Start of Material provided

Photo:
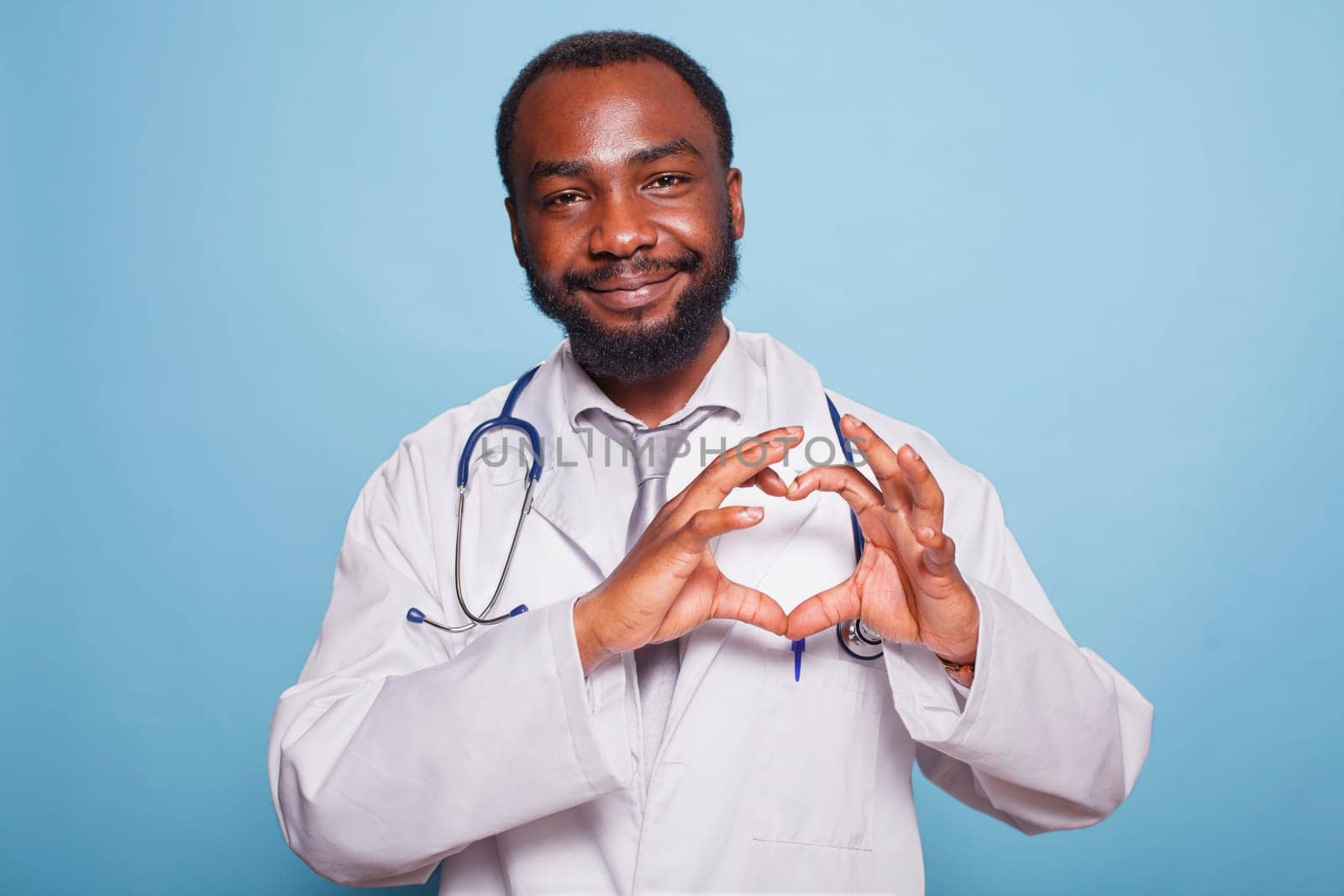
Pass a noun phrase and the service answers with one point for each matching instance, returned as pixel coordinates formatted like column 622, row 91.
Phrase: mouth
column 633, row 291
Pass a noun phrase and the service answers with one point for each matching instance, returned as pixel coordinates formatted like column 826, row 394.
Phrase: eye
column 564, row 199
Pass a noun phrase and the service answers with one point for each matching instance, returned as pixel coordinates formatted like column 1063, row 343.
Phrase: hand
column 669, row 584
column 906, row 586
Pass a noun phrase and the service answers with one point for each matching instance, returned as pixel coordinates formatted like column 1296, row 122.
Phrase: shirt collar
column 727, row 385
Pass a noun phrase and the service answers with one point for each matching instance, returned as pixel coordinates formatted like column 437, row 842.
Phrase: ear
column 739, row 217
column 514, row 231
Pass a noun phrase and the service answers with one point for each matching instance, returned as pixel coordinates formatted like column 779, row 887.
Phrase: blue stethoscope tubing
column 853, row 634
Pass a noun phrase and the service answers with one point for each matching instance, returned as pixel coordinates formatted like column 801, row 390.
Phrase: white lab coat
column 402, row 746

End of Material provided

* **The task**
Output these records as a two-column CSV with the header "request" and "answer" and one row for each phrase lookup in every record. Put the lookup text and its answer each in one quoted field with line breaks replaced by spaces, and leave the pictures out.

* **Problem solution**
request,answer
"Photo: Pass a noun phrase and the service answers with one point for each matching instance, returned as pixel coordinates formatted like column 622, row 91. Phrase: mouth","column 633, row 291"
"Pass a noun phrase and the service answers with one point for each matching instance, returned as pixel coordinates formatted like column 826, row 394. Phrase: eye","column 564, row 199"
"Pass a noun phrase and the service answers with one point for each matching instance, returned as pixel coordinates formatted like column 1063, row 343. Phrase: hand","column 669, row 584 column 906, row 586"
"Pass a noun phrase and the service answers with one point for each matching instance, returned as pixel coordinates formatted like column 1296, row 122. Phrase: shirt collar","column 727, row 385"
"Pass a noun phrase and the service answers with one point for each matching instance, returned as pixel coordinates formatted like column 437, row 842. Phrase: ear","column 739, row 217 column 514, row 231"
"Pass a noun phrase and the service answers with one point for each matching instance, returned as pixel coordinates formatted like column 779, row 887. Phrase: blue stethoscope tubing","column 853, row 634"
"Pass a noun phrase and the service answers with one point for each matching instance, returned as pixel coordinates formatted like column 801, row 390. Phrase: white lab coat","column 402, row 746"